_What to do:_
Copy out the lines of the listing from the one containing "Can you find the woman's chin" onward, through the last, without altering any.

_Data shown:_

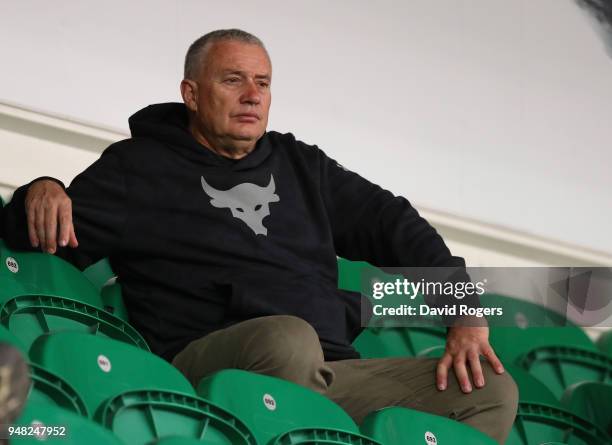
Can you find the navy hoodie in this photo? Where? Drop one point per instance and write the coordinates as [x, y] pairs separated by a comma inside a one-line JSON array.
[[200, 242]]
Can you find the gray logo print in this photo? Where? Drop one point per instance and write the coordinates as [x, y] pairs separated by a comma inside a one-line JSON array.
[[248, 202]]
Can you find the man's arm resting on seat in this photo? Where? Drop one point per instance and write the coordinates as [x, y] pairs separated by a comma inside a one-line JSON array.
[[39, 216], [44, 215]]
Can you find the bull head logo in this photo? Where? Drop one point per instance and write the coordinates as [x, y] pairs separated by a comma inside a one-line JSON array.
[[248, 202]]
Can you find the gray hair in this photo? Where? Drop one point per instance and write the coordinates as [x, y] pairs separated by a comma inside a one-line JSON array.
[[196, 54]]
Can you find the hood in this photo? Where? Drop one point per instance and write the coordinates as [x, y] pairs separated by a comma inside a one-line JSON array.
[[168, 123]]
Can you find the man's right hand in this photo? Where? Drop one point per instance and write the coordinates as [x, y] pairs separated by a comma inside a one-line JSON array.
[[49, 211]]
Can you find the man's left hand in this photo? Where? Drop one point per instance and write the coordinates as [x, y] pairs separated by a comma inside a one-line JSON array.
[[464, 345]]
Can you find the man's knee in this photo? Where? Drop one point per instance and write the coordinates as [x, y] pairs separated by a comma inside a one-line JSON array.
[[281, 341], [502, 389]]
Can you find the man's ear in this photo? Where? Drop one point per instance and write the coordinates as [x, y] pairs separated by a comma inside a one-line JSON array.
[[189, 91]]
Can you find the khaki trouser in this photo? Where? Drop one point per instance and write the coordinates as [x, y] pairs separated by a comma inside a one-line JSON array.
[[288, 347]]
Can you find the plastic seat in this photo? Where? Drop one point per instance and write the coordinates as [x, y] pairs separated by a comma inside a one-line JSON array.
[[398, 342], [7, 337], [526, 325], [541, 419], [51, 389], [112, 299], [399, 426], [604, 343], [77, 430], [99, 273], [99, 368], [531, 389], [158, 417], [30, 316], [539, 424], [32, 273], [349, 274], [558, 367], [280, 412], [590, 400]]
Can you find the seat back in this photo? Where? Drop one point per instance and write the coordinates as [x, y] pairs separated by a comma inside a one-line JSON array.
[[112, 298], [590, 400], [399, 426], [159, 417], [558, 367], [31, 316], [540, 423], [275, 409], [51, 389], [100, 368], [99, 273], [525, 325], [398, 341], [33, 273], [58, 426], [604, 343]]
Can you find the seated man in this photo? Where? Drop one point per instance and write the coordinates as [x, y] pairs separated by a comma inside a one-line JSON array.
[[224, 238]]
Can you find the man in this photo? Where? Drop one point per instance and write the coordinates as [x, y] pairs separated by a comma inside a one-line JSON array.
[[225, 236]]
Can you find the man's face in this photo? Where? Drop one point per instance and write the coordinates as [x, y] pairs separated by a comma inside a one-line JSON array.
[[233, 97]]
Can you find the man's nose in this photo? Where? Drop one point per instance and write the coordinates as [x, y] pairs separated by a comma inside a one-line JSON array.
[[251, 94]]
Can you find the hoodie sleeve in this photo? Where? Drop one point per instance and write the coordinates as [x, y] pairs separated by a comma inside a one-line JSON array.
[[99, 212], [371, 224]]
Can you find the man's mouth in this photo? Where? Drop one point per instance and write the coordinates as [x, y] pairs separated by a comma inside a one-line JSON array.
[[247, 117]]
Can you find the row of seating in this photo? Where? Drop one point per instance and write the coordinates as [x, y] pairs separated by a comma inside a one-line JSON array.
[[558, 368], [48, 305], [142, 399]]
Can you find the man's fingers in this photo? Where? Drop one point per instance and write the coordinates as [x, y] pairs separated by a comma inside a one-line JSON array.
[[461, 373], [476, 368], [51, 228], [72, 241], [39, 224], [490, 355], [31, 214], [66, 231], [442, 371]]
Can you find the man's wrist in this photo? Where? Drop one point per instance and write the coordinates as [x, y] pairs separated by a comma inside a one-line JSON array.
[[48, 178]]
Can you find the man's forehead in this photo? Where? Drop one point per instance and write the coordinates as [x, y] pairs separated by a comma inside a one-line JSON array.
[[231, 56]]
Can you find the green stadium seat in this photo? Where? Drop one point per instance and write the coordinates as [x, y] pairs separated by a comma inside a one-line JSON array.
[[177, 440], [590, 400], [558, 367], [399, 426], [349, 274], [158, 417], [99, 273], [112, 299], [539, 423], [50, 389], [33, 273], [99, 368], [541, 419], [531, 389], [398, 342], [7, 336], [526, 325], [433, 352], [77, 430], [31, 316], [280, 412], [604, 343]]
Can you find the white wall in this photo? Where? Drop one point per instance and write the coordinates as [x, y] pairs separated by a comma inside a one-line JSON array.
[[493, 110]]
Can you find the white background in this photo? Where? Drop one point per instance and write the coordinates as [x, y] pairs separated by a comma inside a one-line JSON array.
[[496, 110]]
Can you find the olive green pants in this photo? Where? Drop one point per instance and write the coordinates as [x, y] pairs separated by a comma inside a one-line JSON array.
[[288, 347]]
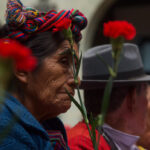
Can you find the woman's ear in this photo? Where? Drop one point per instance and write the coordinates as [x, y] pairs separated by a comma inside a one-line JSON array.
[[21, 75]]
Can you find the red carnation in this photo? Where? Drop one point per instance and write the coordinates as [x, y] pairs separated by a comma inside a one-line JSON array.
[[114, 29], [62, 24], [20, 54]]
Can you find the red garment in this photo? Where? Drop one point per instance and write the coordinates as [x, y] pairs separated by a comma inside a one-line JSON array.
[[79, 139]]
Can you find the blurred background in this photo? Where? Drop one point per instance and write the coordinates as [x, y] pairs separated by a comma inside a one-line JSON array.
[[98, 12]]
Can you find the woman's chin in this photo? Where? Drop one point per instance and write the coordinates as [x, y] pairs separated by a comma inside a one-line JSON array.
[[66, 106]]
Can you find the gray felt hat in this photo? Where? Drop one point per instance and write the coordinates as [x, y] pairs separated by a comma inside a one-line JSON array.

_Response to the exercise:_
Can you find the woman's chin in this photo? Where? Drop one point per instance and write the coordinates as [x, y] pairs separated by a comma inside a one-line JSON array.
[[66, 106]]
Can you find the gray felt hat in this photo? Where? Drop one point per instance and write the coordinates as [x, y] pairs separated by a comma inside a one-line JSON array.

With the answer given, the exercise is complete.